## LIST OF TASKS
• 1. Reproduce word for word the passage of the free jazz comment below that lies between "Watertown NY" and "the late 1970's.", inclusive.
• 2. Summarize the free jazz comment below in two sentences.

## DOCUMENT EXCERPT
________________________
If I could have paid much less than the cds for audiophile downloads and liners, I would have seriously considered it.

Scott A.
Watertown NY

I have an vinyl copy of "Air Lore" which I had signed by all the original members of Air after I saw them at William Patterson College way back in the early 1980's. I also remember when the Wildflowers collection was being recorded at various performance spaces (although most of the material was recorded at Sam & Beatrice Rivers' Studio RivBea) down in Soho in the late 1970's.

The availability of places to play plus the amount of raw talent flowing into the Soho free jazz scene made it quite a heady time for free jazz. With places like Studio RivBea, Joe Lee Wilson's The Ladies Fort, The Kitchen, Rashad Ali's place, The Public Theater, The Tin Palace (with the best hamburgers, ever!) and a couple of other spaces whose names escape me going full bore and regularly featuring great players like David Murray, Air, Chico Freeman, Arthur Blythe, Fred Hopkins, Dewey Redman, Ornette Coleman, Anthony Braxton and others one could just about see a first rate show seven days a week. But then the yuppies moved in and it all went to hell.
________________________
## INFORMATION GIVEN

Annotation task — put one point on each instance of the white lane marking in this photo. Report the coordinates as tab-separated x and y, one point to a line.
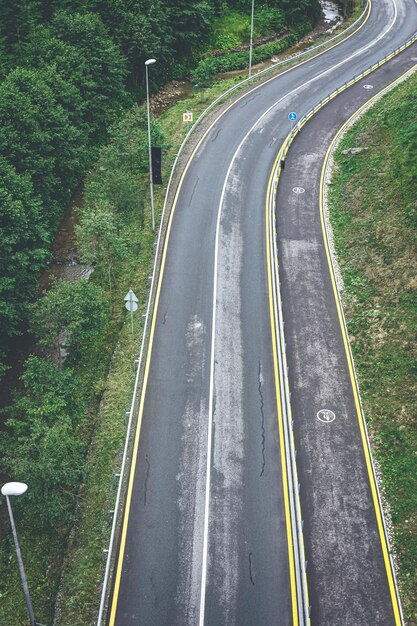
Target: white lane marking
326	416
213	328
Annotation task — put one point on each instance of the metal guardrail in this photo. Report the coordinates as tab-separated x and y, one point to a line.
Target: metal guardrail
110	556
302	566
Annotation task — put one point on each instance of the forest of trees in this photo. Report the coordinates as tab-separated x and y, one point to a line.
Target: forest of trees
68	68
70	73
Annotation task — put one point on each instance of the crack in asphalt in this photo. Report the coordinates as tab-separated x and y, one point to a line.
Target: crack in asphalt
216	135
193	191
251	575
146	479
260	381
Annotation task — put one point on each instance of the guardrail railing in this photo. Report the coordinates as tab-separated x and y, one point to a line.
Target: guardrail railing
118	509
294	484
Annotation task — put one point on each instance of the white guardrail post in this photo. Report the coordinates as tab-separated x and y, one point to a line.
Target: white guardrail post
289	435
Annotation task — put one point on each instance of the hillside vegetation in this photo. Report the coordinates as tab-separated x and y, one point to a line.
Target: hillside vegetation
68	69
71	74
374	218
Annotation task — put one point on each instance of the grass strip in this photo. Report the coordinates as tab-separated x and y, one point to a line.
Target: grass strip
373	213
________________________
## THE RESPONSES
• 1.
Watertown NY

I have an vinyl copy of "Air Lore" which I had signed by all the original members of Air after I saw them at William Patterson College way back in the early 1980's. I also remember when the Wildflowers collection was being recorded at various performance spaces (although most of the material was recorded at Sam & Beatrice Rivers' Studio RivBea) down in Soho in the late 1970's.

• 2. The writer owns a vinyl copy of "Air Lore" signed by the original members of Air. The writer also remembers the Wildflowers collection being recorded in Soho in the late 1970s, when venues such as Studio RivBea, The Ladies Fort, The Kitchen and The Tin Palace regularly featured great players, so one could see a first-rate show nearly every day until the yuppies moved in.